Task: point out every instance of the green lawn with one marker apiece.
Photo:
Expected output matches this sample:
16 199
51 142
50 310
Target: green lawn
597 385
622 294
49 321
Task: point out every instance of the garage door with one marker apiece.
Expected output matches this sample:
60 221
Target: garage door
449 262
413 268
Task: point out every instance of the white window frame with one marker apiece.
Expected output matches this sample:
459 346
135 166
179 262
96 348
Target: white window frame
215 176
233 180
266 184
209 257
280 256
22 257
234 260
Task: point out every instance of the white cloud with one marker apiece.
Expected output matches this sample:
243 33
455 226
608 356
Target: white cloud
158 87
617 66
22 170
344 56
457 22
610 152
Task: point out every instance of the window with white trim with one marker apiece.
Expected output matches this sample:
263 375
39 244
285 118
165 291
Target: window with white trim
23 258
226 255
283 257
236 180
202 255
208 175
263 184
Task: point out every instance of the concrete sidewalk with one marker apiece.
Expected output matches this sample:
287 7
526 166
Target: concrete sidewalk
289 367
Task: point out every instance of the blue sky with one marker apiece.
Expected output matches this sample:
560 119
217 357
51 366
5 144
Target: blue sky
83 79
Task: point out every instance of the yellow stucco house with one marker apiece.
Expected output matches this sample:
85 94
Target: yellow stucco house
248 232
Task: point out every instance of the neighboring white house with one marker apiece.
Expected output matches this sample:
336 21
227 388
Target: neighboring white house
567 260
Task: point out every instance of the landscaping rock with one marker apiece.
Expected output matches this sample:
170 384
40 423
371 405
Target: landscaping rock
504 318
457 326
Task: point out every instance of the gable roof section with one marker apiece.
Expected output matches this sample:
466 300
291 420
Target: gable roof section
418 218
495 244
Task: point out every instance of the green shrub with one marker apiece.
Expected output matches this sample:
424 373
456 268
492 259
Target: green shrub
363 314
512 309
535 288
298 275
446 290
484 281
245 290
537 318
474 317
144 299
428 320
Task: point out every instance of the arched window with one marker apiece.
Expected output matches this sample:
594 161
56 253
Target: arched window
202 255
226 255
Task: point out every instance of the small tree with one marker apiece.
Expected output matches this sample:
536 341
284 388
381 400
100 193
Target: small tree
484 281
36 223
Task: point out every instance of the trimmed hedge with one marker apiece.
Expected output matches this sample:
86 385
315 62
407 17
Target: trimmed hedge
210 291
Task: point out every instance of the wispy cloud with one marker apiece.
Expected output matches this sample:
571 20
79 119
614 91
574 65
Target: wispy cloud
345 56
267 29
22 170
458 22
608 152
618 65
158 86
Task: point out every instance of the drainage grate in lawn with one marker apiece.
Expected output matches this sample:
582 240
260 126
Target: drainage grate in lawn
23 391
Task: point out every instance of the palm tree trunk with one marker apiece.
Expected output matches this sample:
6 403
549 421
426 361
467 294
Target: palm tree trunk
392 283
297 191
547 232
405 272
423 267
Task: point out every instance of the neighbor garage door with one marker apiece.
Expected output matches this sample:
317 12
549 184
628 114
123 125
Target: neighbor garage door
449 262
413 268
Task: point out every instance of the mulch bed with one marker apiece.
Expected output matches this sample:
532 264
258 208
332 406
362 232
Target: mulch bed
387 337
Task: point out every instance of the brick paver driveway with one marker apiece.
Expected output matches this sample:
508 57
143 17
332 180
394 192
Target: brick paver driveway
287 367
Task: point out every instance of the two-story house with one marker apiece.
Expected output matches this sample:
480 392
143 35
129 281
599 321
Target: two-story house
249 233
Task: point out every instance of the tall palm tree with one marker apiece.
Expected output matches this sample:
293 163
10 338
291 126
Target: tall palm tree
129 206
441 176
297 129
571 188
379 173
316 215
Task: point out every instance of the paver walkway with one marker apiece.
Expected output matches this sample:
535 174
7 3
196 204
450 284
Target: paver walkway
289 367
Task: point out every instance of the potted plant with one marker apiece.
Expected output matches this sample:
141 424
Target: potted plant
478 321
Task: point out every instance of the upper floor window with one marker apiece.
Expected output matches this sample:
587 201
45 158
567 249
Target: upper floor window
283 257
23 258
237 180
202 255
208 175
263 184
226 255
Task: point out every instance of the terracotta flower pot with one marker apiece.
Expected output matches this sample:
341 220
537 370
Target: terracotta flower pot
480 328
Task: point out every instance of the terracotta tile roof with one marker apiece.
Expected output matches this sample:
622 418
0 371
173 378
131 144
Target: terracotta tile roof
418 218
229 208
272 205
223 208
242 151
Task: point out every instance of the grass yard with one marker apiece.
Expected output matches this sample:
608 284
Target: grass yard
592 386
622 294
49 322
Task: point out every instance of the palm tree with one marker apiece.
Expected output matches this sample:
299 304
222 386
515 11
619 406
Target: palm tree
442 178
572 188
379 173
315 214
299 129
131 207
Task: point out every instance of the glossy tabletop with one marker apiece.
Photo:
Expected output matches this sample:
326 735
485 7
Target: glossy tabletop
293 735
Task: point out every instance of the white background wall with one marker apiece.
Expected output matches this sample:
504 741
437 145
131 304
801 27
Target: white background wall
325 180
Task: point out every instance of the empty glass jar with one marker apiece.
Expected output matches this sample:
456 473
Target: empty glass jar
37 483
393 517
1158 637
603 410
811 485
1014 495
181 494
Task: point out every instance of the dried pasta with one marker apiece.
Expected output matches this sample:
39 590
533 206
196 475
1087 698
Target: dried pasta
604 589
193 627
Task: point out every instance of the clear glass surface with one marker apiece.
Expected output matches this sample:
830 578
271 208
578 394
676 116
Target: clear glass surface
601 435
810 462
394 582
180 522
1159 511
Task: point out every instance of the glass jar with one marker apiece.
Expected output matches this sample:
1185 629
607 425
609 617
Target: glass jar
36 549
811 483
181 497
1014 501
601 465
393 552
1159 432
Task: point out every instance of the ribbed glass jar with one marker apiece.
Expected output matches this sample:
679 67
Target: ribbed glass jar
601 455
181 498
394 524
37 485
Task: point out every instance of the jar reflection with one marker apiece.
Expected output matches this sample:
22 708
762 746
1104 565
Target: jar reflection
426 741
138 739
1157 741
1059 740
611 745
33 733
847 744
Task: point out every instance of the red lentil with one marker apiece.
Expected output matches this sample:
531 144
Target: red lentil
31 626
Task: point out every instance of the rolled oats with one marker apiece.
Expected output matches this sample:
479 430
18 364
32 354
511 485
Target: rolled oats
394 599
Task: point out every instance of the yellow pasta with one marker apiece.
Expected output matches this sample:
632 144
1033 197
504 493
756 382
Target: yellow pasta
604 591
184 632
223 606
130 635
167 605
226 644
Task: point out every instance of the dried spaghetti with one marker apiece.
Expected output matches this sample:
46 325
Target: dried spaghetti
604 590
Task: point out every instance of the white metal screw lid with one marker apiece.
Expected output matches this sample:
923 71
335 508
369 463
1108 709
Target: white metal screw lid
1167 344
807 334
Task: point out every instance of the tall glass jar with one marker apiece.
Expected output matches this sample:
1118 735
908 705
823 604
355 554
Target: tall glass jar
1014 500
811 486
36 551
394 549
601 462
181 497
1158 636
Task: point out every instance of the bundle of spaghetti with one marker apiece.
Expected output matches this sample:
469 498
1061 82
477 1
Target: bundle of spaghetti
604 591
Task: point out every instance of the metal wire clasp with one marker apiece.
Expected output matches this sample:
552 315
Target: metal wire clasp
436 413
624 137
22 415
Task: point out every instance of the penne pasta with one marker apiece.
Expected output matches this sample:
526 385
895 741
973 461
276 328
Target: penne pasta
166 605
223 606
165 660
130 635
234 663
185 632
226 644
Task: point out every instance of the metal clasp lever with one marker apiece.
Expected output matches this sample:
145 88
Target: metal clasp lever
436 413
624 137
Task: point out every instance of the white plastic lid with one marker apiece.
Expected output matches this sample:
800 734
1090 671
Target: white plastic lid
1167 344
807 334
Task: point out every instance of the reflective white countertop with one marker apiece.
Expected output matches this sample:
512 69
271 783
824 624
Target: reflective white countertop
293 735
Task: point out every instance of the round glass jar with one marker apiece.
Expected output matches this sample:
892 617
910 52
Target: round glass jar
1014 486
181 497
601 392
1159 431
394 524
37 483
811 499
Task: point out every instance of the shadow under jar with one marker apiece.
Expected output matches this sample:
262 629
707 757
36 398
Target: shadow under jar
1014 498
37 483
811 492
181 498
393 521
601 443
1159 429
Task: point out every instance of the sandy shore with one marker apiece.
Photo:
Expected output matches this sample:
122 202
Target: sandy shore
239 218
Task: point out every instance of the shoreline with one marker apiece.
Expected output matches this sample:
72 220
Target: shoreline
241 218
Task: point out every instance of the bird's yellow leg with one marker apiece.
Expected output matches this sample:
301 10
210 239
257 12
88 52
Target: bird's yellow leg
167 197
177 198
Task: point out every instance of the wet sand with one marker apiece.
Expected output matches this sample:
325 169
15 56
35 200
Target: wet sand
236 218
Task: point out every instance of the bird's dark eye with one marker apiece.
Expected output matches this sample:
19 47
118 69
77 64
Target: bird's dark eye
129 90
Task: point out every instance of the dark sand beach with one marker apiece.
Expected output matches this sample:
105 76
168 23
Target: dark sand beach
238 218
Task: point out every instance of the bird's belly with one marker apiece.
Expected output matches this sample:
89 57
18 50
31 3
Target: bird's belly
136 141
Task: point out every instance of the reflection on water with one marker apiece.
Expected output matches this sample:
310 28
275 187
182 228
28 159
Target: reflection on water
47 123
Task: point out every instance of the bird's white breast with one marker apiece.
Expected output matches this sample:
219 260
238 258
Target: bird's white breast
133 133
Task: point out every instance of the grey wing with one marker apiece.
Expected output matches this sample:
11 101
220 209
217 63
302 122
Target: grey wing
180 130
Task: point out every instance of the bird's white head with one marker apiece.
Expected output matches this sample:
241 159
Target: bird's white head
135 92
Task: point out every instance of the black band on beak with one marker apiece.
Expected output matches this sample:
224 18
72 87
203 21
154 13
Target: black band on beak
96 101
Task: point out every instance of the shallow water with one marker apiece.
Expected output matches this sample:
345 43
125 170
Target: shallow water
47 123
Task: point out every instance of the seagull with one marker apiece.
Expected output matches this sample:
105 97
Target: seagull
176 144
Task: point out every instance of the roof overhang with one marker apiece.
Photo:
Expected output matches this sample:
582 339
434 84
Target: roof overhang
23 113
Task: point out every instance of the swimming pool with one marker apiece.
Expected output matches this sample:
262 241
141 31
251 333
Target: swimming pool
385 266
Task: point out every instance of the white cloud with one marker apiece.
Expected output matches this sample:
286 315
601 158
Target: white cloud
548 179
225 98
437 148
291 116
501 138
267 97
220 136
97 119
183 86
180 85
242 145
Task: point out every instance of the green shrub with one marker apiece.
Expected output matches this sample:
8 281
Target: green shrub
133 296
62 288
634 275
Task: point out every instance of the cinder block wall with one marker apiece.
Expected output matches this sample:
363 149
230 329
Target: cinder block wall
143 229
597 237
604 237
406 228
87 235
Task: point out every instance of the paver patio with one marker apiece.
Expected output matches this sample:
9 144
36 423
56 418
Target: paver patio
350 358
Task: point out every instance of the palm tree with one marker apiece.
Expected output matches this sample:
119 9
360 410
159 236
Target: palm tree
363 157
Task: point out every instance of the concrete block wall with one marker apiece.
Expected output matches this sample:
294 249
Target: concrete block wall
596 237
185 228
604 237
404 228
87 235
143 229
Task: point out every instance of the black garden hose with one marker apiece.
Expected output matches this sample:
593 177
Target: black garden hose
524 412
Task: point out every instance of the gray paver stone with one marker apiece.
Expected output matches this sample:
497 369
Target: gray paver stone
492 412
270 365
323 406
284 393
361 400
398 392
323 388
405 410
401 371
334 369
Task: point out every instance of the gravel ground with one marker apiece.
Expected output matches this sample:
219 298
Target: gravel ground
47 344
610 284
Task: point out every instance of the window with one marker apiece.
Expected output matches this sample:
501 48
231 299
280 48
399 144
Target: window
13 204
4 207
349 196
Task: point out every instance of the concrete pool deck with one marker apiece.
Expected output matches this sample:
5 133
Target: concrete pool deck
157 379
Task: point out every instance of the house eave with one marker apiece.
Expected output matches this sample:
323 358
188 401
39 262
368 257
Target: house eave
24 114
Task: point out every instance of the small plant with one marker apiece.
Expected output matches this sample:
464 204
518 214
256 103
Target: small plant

WHAT IS ASKED: Repeat only what runs from the line holding "Task: point out every instance of the window with one" to the end of the data, keeping every line exactly as written, first and last included.

SOLVED PROBLEM:
Task: point out every instance of the window with one marker apiece.
Expected output matches this sample:
501 48
231 299
280 48
399 144
Target: window
13 204
4 207
349 196
Task: point out every instance of the concrete pool deck with one marker apiece.
Expected output matches this sample:
5 133
Target: concrete pool deck
157 379
Task: point out every instance of the house eave with one marker apiece.
Expected output matches this sample:
323 358
188 401
39 262
368 257
Target: house eave
24 114
Task: point out every instance of the small plant with one marker apiece.
Expected output matches this sample:
464 204
518 214
256 103
Target: small plant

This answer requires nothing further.